> [Your assignment]: Copy the entries without a single change. Pictures should be dropped.

(Saved entries)
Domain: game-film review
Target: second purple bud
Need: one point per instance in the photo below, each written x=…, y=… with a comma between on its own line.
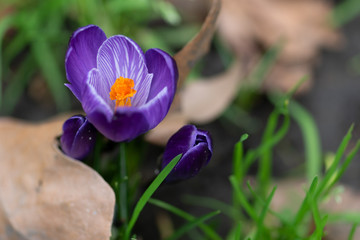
x=195, y=145
x=78, y=137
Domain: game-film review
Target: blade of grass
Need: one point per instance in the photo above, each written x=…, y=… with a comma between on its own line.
x=311, y=138
x=304, y=205
x=344, y=166
x=264, y=171
x=148, y=193
x=16, y=87
x=345, y=12
x=238, y=158
x=4, y=25
x=332, y=170
x=49, y=67
x=319, y=223
x=238, y=231
x=241, y=198
x=347, y=217
x=205, y=228
x=214, y=204
x=260, y=222
x=352, y=231
x=191, y=224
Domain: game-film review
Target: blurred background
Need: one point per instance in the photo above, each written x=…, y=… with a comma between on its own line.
x=275, y=43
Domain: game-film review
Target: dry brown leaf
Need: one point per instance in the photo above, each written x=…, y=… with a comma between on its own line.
x=199, y=45
x=185, y=60
x=45, y=194
x=200, y=102
x=302, y=27
x=206, y=99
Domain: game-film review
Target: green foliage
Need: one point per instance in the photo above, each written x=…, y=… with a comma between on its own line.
x=34, y=36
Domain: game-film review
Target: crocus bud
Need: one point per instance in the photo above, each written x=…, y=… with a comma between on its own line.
x=196, y=148
x=78, y=137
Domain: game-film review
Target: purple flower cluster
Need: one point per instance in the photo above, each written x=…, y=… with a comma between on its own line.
x=123, y=91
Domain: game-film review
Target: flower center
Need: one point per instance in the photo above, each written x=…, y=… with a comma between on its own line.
x=121, y=91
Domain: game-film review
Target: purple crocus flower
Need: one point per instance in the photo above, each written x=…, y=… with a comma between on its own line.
x=195, y=145
x=78, y=137
x=123, y=91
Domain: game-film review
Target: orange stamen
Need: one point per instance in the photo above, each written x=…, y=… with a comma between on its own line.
x=121, y=91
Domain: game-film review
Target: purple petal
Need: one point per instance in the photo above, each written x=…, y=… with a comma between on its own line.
x=205, y=137
x=190, y=163
x=124, y=126
x=93, y=101
x=81, y=56
x=78, y=137
x=120, y=56
x=163, y=66
x=179, y=143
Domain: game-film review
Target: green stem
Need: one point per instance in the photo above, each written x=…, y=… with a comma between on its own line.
x=97, y=153
x=122, y=191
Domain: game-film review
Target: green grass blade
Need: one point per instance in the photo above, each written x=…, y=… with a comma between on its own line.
x=191, y=224
x=205, y=228
x=311, y=139
x=148, y=193
x=352, y=231
x=332, y=170
x=17, y=86
x=260, y=222
x=214, y=204
x=238, y=158
x=304, y=206
x=345, y=12
x=238, y=231
x=53, y=76
x=4, y=25
x=241, y=199
x=346, y=217
x=264, y=173
x=344, y=166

> [Exercise response]:
Domain: game-film review
Target: second purple bud
Need: one point per instance in the photo below, each written x=…, y=… with a comma between on its own line.
x=195, y=145
x=78, y=137
Domain: game-film review
Target: blade of grass
Need: one point per instance in the photo above, each written x=…, y=… with a comma between on its own line.
x=311, y=138
x=304, y=205
x=344, y=166
x=264, y=171
x=148, y=193
x=16, y=87
x=345, y=12
x=238, y=158
x=4, y=25
x=332, y=170
x=49, y=67
x=319, y=223
x=238, y=231
x=241, y=198
x=347, y=217
x=205, y=228
x=214, y=204
x=260, y=222
x=352, y=231
x=191, y=224
Domain: game-film review
Target: blurred background
Need: one point per instance in the photo above, each written x=…, y=… with a comma between on its own line.
x=275, y=43
Domain: game-film review
Target: dry brown leaf
Need: one point per instance in the photo above, each written x=…, y=… with a comma between on its own line.
x=199, y=45
x=185, y=60
x=45, y=194
x=200, y=102
x=302, y=27
x=206, y=99
Domain: game-film review
Target: green foliage
Need: one point per instance in the photo above, each written x=…, y=… with a comma between on its own line.
x=34, y=36
Domain: game-film review
Target: crocus bud
Need: one point per instance in the photo above, each written x=…, y=… with a comma between on its own line.
x=196, y=148
x=78, y=137
Domain: game-film review
Target: purple flower cluster
Need: one point per instance in the photo above, each written x=…, y=… with a comma between on its own line.
x=123, y=91
Domain: game-film review
Target: flower center
Need: one point per instance in the photo above, each written x=…, y=… with a comma between on its own line.
x=121, y=91
Domain: game-film review
Target: purple crocus flower
Need: one point per instance in the photo above, each written x=…, y=… with a comma between on its own line.
x=195, y=145
x=78, y=137
x=123, y=91
Domain: game-film review
Target: orange stamen
Need: one point per instance in the photo above, each written x=…, y=… with a comma between on its own line.
x=121, y=91
Domain: game-film review
Target: purple petal
Need: one point per instance in the photo above, each written x=…, y=… with a comma between on its own line.
x=205, y=137
x=190, y=163
x=124, y=126
x=93, y=101
x=81, y=56
x=78, y=137
x=120, y=56
x=163, y=66
x=179, y=143
Domain: game-film review
Target: green stem
Need: one point per instance in the photo above, each written x=…, y=… with a comma between on its own line.
x=97, y=153
x=122, y=191
Domain: game-film review
Target: green grass blade
Need: one point per instance in the photo above, each written x=…, y=… with a comma between on its own line.
x=191, y=224
x=205, y=228
x=311, y=139
x=148, y=193
x=352, y=231
x=332, y=170
x=17, y=86
x=260, y=222
x=214, y=204
x=238, y=158
x=304, y=206
x=345, y=12
x=238, y=231
x=53, y=76
x=4, y=25
x=241, y=199
x=346, y=217
x=264, y=173
x=344, y=166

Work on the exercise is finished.